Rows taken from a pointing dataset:
========
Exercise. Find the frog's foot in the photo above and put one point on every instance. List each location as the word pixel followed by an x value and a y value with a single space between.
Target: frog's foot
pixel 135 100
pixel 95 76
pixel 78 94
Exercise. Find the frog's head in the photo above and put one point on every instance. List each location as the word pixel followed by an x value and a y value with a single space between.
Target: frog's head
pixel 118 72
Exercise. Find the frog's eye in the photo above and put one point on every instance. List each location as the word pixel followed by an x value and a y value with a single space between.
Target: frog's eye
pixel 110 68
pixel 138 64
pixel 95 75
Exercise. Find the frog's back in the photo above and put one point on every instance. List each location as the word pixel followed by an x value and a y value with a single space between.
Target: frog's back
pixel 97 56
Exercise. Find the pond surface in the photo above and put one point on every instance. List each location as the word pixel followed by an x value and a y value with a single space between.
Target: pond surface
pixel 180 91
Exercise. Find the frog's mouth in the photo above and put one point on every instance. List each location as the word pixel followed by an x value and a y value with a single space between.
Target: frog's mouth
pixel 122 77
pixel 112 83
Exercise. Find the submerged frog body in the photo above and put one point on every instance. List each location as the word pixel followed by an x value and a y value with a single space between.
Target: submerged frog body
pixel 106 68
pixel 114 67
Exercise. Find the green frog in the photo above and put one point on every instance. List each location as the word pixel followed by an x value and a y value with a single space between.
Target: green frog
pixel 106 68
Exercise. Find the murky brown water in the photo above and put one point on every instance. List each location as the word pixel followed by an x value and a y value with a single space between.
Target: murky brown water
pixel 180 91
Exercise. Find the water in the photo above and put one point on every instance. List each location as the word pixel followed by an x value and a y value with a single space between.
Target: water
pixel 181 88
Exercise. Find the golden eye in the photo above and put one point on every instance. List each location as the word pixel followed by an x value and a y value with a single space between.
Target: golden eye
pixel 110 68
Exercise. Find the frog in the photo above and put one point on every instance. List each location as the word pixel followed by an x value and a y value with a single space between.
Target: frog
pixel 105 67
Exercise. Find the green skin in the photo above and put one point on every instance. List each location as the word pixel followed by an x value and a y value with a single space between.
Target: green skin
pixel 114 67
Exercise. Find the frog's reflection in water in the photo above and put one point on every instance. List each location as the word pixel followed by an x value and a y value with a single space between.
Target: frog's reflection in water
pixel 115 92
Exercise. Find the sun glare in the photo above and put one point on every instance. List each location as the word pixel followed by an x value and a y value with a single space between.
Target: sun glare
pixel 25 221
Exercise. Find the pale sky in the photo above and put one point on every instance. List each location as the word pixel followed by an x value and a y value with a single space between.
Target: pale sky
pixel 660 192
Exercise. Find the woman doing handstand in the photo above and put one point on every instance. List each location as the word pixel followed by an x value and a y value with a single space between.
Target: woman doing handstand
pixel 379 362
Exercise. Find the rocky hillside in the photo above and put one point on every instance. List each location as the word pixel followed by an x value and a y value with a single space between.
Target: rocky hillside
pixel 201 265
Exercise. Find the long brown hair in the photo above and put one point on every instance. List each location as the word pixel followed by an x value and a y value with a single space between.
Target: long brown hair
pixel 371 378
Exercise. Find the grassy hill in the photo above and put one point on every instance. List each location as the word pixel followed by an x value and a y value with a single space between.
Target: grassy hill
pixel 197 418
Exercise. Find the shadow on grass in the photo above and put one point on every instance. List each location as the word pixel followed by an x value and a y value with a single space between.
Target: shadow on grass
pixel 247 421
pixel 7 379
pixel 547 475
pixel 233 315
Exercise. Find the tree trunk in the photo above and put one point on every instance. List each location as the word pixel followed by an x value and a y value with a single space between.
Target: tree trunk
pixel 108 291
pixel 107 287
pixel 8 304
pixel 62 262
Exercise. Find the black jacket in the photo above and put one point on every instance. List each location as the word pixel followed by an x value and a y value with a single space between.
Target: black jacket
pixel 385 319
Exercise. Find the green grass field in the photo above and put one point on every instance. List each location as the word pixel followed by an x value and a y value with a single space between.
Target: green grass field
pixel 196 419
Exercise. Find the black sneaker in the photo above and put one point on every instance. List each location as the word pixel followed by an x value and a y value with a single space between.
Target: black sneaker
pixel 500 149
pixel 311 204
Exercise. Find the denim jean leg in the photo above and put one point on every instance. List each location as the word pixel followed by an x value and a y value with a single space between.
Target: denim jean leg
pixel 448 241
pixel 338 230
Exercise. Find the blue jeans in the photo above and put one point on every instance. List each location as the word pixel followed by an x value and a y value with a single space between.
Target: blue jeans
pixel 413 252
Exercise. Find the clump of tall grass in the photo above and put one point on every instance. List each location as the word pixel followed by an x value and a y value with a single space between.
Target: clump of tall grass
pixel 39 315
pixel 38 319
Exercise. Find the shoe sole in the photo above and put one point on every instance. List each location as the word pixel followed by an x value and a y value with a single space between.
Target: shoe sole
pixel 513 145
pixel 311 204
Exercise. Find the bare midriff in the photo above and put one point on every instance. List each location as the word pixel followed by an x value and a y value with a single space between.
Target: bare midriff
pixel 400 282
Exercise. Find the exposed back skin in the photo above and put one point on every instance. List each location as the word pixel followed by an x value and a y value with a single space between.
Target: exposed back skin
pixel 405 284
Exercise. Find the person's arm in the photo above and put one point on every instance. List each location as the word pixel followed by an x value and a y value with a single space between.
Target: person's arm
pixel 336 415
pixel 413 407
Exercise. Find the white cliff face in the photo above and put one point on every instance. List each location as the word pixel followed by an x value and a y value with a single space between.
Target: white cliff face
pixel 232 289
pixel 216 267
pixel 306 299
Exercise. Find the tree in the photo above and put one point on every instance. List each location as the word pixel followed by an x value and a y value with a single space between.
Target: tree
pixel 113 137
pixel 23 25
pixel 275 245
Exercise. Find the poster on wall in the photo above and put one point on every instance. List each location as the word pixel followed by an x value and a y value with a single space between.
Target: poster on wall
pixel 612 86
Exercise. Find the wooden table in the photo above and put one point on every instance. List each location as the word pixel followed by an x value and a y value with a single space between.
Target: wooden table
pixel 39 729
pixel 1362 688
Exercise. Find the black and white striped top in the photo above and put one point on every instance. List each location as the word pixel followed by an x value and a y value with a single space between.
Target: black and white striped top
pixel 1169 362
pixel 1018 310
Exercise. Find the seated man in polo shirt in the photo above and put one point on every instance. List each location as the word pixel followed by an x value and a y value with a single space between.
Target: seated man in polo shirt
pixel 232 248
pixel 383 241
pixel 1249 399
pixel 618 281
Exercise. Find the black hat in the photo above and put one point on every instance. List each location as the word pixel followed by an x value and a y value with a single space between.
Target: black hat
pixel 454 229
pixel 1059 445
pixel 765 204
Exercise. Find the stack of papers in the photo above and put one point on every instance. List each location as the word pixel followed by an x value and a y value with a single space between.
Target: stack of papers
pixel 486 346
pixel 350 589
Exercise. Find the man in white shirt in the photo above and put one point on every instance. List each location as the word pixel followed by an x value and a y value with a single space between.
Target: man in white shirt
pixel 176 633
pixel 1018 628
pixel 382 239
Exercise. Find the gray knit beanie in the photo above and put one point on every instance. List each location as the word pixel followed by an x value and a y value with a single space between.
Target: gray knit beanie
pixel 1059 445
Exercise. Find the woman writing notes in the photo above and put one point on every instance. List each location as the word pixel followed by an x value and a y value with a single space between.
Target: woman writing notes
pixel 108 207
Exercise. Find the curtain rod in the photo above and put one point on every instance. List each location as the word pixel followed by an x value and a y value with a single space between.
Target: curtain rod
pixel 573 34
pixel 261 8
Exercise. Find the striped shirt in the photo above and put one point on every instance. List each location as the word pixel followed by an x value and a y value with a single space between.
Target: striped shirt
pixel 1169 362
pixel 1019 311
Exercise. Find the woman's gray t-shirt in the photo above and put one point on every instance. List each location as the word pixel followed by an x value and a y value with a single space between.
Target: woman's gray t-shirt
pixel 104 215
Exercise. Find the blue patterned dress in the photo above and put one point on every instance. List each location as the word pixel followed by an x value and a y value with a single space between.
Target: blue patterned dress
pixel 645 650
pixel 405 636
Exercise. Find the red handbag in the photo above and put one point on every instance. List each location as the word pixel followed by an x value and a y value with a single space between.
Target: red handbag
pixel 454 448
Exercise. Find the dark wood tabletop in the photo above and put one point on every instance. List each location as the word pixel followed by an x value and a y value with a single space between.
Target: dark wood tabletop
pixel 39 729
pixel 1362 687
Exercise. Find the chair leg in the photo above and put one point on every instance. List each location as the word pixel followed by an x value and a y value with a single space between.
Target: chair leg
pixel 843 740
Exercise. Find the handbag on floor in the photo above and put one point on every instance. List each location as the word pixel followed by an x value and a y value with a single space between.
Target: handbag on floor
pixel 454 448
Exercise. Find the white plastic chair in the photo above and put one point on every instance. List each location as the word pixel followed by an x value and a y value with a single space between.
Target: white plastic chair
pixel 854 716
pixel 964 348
========
SET EXERCISE »
Repeat the records word for word from the very beginning through the line containing "pixel 78 94", including that line.

SOLUTION TO THE PROBLEM »
Exercise. Find the frog's foot in the photo above and put one point on every instance. List each location as the word pixel followed by an x value and a y value with a single space between.
Target: frog's foot
pixel 135 100
pixel 95 76
pixel 78 94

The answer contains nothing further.